Using the entries that follow, write out the line containing "Target: white t-shirt", the line containing "Target: laptop", and every line between them, exactly and nothing else.

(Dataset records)
Content starts
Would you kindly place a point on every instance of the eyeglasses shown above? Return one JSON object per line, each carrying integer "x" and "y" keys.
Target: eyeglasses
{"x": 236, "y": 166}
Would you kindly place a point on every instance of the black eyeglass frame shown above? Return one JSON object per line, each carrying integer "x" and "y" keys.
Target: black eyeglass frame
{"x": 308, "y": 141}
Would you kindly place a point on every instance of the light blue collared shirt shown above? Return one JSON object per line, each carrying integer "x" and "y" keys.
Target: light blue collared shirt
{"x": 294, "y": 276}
Content ends
Content starts
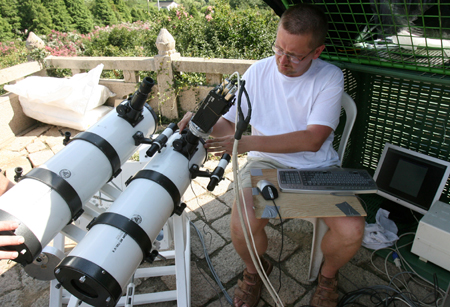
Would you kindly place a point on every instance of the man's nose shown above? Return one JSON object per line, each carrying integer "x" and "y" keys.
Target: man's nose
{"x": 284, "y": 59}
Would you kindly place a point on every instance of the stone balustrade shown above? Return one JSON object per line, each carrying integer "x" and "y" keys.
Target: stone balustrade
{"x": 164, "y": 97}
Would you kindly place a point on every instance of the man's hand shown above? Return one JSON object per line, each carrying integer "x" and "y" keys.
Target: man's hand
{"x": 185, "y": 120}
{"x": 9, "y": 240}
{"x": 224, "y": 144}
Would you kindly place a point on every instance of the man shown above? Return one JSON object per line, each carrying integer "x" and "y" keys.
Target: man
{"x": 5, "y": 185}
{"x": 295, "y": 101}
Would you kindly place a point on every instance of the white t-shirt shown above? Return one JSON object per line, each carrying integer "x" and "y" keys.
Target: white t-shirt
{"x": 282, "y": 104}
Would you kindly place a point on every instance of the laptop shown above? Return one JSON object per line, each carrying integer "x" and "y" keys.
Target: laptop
Content ends
Content starts
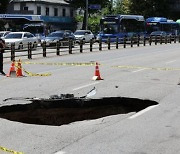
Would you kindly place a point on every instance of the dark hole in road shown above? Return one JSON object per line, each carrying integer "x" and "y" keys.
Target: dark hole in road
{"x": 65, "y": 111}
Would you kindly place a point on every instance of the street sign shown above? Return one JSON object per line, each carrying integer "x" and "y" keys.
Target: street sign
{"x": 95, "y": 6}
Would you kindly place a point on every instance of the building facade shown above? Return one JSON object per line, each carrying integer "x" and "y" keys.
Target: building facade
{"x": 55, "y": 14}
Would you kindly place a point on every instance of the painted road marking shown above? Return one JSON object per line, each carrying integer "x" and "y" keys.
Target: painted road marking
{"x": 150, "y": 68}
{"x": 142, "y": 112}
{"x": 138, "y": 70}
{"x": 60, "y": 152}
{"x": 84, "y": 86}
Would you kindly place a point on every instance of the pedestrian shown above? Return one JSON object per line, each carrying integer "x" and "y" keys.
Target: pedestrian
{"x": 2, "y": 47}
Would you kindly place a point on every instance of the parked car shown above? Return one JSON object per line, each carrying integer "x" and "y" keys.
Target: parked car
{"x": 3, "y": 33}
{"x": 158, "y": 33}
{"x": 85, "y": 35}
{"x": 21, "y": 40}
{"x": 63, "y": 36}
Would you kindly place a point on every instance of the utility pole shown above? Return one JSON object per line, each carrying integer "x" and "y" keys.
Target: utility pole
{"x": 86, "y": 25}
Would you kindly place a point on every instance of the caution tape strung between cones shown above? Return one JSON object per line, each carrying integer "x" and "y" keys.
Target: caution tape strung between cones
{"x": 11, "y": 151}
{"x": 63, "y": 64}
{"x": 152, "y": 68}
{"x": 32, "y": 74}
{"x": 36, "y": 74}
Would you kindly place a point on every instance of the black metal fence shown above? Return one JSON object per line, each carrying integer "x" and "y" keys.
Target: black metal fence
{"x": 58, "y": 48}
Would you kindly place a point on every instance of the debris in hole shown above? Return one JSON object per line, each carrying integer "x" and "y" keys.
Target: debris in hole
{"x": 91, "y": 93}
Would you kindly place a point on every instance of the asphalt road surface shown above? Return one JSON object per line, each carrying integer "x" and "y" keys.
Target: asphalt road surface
Content ends
REPLY TO THE EXERCISE =>
Target: white t-shirt
{"x": 282, "y": 104}
Would you kindly place a point on every instance of the laptop shown above? Return one JSON object per line, each carrying integer "x" and "y" keys.
Target: laptop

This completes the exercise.